- Work to be completed -
Give back exactly the lines of the entries below from the line with "Target: asphalt road" to the line with "Target: person silhouette on beach", inclusive, and only those.

- Records provided -
--------

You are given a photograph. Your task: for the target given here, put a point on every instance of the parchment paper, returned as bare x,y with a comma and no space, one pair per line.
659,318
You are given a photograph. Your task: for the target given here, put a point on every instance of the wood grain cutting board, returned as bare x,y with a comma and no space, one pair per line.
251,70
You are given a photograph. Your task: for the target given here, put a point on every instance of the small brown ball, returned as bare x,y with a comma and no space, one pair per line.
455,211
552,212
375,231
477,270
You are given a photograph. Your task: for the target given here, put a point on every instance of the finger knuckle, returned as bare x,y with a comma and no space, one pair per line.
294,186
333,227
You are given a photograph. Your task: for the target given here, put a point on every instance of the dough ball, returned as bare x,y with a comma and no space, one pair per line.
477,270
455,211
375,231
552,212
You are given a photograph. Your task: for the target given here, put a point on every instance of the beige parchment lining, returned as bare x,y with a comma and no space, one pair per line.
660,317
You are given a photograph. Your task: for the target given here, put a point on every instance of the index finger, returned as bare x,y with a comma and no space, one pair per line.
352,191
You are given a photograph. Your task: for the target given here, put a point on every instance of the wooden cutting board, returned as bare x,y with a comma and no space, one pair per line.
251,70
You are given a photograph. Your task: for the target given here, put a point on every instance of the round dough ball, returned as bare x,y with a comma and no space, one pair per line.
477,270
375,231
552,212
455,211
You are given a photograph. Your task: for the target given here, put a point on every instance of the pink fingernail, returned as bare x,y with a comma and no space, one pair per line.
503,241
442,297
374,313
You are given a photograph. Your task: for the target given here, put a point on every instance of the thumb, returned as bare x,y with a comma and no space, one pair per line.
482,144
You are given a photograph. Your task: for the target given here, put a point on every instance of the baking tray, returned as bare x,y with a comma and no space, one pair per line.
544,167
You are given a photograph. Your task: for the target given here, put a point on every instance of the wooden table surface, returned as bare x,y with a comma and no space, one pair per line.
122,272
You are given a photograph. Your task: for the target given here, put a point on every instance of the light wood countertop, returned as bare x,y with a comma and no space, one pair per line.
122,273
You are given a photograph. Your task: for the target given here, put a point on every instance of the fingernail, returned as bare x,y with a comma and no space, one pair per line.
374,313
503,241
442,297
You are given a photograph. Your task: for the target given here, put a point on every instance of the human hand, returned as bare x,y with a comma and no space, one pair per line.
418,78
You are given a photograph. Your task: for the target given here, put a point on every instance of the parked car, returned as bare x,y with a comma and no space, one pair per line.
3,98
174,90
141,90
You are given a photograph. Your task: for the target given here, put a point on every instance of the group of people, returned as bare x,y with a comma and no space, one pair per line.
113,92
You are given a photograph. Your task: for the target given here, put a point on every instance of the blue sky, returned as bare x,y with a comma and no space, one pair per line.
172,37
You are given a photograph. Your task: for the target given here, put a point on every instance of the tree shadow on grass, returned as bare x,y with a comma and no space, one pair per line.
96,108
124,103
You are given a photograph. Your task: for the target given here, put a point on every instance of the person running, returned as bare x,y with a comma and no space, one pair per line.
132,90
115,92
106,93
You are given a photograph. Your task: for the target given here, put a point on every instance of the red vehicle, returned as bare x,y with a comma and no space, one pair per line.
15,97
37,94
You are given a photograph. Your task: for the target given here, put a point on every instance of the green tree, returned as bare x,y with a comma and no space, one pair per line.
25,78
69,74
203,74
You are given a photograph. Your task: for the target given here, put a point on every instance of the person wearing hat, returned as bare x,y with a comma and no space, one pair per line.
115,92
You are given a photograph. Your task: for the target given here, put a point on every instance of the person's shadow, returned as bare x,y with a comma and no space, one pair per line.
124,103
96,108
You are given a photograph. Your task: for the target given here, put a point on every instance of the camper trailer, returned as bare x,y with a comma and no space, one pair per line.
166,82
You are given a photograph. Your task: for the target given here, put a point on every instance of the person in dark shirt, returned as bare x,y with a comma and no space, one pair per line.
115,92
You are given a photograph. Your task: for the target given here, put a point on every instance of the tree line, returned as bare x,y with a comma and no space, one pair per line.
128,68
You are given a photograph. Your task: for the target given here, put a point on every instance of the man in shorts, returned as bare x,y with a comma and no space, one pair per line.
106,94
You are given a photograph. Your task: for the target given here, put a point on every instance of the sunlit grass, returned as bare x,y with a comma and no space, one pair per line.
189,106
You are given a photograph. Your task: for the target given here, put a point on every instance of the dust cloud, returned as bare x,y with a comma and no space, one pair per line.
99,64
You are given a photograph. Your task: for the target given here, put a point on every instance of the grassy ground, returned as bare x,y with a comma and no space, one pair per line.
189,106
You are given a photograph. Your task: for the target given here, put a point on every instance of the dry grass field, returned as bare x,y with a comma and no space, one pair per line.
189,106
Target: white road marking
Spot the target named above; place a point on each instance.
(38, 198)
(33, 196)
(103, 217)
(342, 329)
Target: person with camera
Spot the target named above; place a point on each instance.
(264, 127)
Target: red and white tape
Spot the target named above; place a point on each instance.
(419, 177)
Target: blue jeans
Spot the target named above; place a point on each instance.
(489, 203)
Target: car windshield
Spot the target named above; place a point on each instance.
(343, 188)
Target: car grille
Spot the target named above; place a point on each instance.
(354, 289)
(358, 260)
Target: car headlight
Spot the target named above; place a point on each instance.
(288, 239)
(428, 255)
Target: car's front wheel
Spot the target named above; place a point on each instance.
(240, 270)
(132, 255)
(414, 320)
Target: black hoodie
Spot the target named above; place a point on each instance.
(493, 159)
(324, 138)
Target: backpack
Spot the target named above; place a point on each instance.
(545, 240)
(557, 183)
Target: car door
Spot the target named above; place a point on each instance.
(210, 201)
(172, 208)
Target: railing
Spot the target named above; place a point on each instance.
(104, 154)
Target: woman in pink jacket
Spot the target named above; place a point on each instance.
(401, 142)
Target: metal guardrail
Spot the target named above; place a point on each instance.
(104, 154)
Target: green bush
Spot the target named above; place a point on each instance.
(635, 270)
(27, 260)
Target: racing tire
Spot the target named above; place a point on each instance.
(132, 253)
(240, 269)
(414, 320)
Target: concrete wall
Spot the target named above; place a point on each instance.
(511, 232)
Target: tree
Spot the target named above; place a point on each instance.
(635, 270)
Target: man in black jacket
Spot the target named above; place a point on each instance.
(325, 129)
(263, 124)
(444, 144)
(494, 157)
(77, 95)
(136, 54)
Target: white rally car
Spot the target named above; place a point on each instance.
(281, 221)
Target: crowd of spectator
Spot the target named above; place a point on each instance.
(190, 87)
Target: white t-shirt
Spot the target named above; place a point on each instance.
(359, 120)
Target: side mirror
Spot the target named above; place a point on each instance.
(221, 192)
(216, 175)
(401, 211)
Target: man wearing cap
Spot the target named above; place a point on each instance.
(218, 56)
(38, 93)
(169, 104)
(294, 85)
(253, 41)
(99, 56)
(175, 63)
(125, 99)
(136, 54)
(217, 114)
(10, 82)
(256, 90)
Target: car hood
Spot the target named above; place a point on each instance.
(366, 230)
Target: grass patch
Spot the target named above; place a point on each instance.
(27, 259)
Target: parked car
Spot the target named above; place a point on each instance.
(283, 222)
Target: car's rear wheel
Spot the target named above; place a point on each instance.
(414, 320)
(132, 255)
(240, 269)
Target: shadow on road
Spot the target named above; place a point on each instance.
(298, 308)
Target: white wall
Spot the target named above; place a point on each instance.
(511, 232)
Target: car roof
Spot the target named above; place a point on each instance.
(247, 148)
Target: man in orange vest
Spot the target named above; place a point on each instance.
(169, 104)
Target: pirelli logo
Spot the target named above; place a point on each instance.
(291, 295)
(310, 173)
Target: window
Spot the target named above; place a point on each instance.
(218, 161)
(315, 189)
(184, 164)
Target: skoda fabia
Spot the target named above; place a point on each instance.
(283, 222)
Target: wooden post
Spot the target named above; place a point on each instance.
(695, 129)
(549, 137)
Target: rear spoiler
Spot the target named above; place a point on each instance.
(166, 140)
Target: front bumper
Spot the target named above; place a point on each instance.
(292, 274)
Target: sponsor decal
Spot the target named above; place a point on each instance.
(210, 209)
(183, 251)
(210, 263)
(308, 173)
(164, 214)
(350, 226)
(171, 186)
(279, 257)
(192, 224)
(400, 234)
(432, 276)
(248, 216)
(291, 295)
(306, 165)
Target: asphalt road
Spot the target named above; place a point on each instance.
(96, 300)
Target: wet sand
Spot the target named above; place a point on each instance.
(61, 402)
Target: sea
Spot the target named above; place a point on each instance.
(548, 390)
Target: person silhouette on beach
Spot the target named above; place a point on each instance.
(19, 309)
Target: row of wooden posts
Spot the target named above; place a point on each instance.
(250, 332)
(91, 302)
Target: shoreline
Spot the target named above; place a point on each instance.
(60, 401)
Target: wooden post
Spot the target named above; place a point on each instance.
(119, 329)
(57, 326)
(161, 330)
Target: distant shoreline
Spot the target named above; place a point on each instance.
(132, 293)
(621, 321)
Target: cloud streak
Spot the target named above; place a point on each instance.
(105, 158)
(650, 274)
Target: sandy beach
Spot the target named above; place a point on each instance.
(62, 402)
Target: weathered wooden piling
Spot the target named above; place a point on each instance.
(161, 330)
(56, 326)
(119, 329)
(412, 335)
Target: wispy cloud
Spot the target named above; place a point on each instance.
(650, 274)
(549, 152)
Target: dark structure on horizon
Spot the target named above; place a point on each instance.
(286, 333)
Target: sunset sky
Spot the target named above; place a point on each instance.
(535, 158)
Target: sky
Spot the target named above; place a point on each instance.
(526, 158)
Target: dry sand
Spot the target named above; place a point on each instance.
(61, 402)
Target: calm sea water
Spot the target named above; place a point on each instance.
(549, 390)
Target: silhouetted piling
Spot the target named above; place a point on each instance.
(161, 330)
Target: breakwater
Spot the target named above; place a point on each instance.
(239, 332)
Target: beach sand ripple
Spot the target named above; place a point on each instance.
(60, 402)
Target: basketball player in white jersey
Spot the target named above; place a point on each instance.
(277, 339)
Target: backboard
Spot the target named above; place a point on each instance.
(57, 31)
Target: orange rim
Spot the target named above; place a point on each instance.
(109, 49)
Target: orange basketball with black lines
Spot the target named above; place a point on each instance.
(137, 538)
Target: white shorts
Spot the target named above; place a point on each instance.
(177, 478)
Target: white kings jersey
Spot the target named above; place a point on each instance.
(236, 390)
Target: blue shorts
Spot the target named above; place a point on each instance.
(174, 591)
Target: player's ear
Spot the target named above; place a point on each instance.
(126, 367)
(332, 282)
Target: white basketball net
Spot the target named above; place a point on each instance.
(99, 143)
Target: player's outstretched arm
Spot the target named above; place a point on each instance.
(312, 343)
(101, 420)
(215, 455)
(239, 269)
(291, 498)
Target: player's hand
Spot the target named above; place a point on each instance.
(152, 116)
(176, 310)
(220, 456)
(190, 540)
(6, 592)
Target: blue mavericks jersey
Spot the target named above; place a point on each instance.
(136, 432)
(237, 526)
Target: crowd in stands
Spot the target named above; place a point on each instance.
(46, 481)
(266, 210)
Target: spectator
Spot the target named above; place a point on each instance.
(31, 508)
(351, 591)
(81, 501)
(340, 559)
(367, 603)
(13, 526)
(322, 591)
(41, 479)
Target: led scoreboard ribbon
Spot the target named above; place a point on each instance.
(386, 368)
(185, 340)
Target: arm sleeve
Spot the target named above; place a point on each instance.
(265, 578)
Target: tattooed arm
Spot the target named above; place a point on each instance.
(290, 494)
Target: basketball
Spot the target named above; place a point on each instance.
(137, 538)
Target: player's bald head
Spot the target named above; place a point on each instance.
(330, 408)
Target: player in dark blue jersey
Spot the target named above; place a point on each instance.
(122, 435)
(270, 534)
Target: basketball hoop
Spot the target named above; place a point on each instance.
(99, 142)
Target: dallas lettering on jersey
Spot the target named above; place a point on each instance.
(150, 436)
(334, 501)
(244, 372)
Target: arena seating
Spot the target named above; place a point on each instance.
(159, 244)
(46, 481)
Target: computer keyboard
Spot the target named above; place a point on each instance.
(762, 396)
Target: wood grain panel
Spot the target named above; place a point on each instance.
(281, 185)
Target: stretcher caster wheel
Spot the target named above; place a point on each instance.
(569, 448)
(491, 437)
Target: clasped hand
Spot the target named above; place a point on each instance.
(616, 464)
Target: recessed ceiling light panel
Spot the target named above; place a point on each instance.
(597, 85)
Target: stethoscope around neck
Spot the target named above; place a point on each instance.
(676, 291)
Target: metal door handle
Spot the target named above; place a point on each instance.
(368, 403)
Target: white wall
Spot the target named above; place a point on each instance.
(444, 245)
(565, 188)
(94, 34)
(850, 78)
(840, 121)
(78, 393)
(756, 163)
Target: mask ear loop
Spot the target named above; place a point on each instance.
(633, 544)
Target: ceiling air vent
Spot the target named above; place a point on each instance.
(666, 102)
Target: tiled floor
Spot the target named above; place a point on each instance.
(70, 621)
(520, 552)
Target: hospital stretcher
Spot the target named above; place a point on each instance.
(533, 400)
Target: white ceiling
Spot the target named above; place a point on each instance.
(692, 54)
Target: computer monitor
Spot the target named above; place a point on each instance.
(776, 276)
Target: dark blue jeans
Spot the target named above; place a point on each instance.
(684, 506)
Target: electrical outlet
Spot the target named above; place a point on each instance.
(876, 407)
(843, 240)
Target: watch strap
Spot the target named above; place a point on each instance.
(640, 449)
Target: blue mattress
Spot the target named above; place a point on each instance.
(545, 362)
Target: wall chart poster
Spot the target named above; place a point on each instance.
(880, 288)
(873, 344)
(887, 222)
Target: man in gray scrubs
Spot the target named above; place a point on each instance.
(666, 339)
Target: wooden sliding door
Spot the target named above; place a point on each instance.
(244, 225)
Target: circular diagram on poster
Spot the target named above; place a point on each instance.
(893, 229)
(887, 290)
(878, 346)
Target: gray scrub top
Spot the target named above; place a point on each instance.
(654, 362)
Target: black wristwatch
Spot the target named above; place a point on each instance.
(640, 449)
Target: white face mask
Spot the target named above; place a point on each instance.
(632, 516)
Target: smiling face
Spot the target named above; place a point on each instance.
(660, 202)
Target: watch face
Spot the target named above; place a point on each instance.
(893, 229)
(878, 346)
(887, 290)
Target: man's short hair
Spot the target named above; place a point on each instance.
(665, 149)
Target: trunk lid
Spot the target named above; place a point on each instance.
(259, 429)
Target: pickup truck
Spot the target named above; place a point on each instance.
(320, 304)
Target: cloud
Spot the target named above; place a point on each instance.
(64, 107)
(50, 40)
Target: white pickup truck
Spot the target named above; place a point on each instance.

--------

- Expected answer -
Target: asphalt road
Spot the target named above; place a point on each instance.
(96, 300)
Target: wet sand
Spot the target named above; place a point on each instance.
(61, 402)
Target: sea
Spot the target named above; place a point on each instance.
(548, 390)
Target: person silhouette on beach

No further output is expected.